#### DIRECTIONS FOR THIS TASK:
Give the part of the rows that opens with the line containing "cake stand base?" and closes with the line containing "[69,147,90,160]" as a two-column CSV with the headers "prompt" and "box". Put each row's text and its answer in one quoted field each, with line breaks turned into spaces.

Region annotation entries

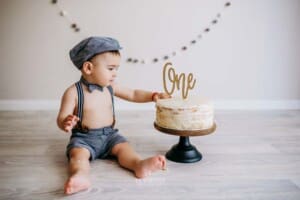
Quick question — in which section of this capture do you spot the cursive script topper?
[163,62,196,99]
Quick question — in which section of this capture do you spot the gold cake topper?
[163,62,196,99]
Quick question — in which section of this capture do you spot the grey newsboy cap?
[69,37,122,69]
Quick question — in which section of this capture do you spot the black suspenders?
[75,81,115,132]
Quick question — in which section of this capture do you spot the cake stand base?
[166,136,202,163]
[154,122,217,163]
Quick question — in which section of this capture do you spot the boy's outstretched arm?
[113,85,171,103]
[56,86,79,132]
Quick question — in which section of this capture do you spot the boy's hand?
[63,115,79,132]
[152,92,171,102]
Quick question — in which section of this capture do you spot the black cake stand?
[154,122,216,163]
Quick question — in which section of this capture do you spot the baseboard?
[0,99,300,111]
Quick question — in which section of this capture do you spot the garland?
[51,0,231,64]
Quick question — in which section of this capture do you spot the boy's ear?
[82,61,94,74]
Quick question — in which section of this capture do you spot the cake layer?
[155,97,214,130]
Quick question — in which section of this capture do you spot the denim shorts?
[66,126,127,160]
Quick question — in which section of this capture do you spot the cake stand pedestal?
[154,122,216,163]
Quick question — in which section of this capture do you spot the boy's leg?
[111,142,166,178]
[64,148,91,194]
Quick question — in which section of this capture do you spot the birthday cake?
[155,96,214,130]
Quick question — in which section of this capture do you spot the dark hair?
[87,50,121,62]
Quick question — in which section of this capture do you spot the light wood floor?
[0,111,300,200]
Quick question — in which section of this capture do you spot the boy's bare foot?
[65,174,91,194]
[134,155,166,178]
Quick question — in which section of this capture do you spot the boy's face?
[91,52,121,86]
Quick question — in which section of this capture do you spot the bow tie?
[80,77,103,92]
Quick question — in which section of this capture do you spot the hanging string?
[51,0,231,64]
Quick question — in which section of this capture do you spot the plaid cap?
[69,37,122,69]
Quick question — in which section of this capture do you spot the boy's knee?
[69,147,90,160]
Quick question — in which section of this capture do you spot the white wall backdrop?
[0,0,300,110]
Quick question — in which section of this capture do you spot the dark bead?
[211,19,218,24]
[71,23,77,28]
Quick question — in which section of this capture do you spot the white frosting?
[155,97,214,130]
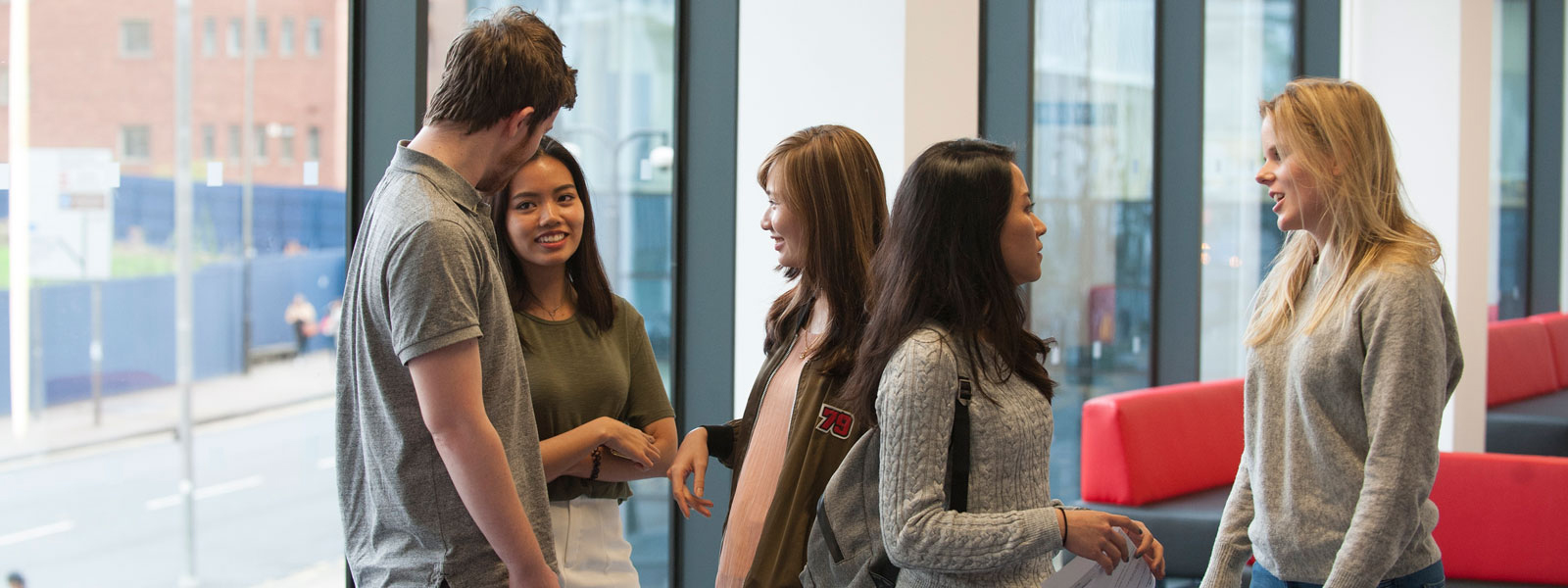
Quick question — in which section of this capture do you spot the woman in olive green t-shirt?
[491,136,676,588]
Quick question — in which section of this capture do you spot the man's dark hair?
[425,6,577,133]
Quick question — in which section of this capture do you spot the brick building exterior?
[0,0,348,190]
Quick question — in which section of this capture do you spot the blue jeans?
[1251,560,1445,588]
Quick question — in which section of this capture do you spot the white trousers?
[551,497,638,588]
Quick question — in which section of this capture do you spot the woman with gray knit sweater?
[1202,78,1463,588]
[845,139,1165,588]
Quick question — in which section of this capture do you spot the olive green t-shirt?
[513,296,676,502]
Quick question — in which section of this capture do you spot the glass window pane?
[201,16,218,57]
[256,19,267,55]
[1200,0,1296,379]
[1488,0,1531,319]
[1030,0,1154,499]
[277,18,293,57]
[0,2,348,588]
[222,19,245,57]
[304,19,321,57]
[428,0,676,586]
[120,19,152,57]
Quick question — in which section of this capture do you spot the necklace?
[800,329,821,359]
[533,296,570,319]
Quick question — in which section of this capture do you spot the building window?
[304,18,321,57]
[120,19,152,58]
[277,18,293,57]
[201,16,218,57]
[254,123,267,163]
[256,19,267,55]
[229,123,245,162]
[277,123,293,162]
[1198,0,1297,379]
[120,123,152,163]
[224,19,245,57]
[304,125,321,162]
[201,123,218,160]
[1487,0,1531,319]
[1029,0,1155,499]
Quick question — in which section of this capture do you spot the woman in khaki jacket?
[669,125,888,588]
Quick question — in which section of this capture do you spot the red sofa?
[1080,379,1568,586]
[1487,314,1568,457]
[1079,379,1242,577]
[1432,453,1568,585]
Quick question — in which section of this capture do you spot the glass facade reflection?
[1198,0,1296,379]
[1029,0,1154,499]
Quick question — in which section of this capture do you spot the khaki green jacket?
[706,315,868,588]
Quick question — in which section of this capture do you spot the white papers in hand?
[1040,528,1154,588]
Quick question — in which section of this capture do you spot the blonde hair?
[1247,78,1443,347]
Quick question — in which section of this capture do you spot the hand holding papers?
[1040,530,1154,588]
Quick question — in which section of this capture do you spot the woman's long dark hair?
[489,136,614,351]
[844,139,1055,423]
[758,123,888,378]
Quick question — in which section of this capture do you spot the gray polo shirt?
[337,141,555,588]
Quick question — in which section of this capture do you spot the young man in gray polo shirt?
[337,8,577,588]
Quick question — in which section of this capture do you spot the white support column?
[1341,0,1495,452]
[727,0,980,414]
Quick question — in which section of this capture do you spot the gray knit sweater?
[1202,265,1463,588]
[876,329,1061,588]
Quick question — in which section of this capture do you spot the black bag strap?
[947,376,974,513]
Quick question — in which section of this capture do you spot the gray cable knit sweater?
[876,329,1061,588]
[1202,265,1463,588]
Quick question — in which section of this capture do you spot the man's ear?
[502,107,533,138]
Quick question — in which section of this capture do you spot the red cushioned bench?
[1080,379,1568,586]
[1432,453,1568,586]
[1487,314,1568,457]
[1079,379,1244,577]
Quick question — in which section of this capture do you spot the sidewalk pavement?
[0,350,337,468]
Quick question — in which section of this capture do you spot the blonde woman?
[1202,78,1463,586]
[668,123,888,588]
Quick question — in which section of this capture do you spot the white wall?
[727,0,980,416]
[1341,0,1495,452]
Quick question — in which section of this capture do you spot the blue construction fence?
[0,175,348,254]
[0,248,347,414]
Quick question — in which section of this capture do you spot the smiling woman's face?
[507,155,583,267]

#### FULL OUTPUT:
prompt,box
"Quick question — in which section of this capture do you spot the cake stand base?","[166,136,202,163] [154,122,217,163]"
"Quick question — in which section of this capture do you spot the boy's outstretched arm?","[113,85,171,103] [56,86,79,132]"
"Quick question — in which section of this capture do you spot the boy's hand?","[63,115,79,132] [152,92,171,102]"
"Quick question — in which section of this capture do you spot the black cake stand?","[154,122,216,163]"
"Quick question — in which section of this capture do you spot the baseboard?","[0,99,300,111]"
"Quick question — in which section of this capture do you spot the garland?","[51,0,231,64]"
"Quick question — in which section of this capture do you spot the boy's ear?","[82,61,94,74]"
"Quick question — in which section of this capture do you spot the cake layer?","[155,97,214,130]"
"Quick question — in which section of this capture do you spot the denim shorts?","[66,126,127,160]"
"Quick question — in which section of this capture do you spot the cake stand pedestal?","[154,122,216,163]"
"Quick question — in which section of this capture do you spot the boy's leg?","[111,142,166,178] [64,148,91,194]"
"Quick question — in which section of this capture do you spot the birthday cake?","[155,96,214,130]"
"Quick question — in which section of this capture do you spot the dark hair?","[87,50,121,62]"
"Quick question — in which section of this capture do you spot the light wood floor?","[0,111,300,200]"
"Quick question — in which section of this capture do you spot the boy's bare foot?","[65,174,91,194] [134,155,166,178]"
"Quick question — in which section of this capture do you spot the boy's face?","[91,52,121,86]"
"Quick question — in which section of this capture do you spot the bow tie?","[80,77,103,92]"
"Quick question — in which section of this capture do you spot the hanging string?","[51,0,231,64]"
"Quick question — in which section of this capture do you spot the plaid cap?","[69,37,122,69]"
"Quick question — in which section of this capture do you spot the boy's knee?","[69,147,90,160]"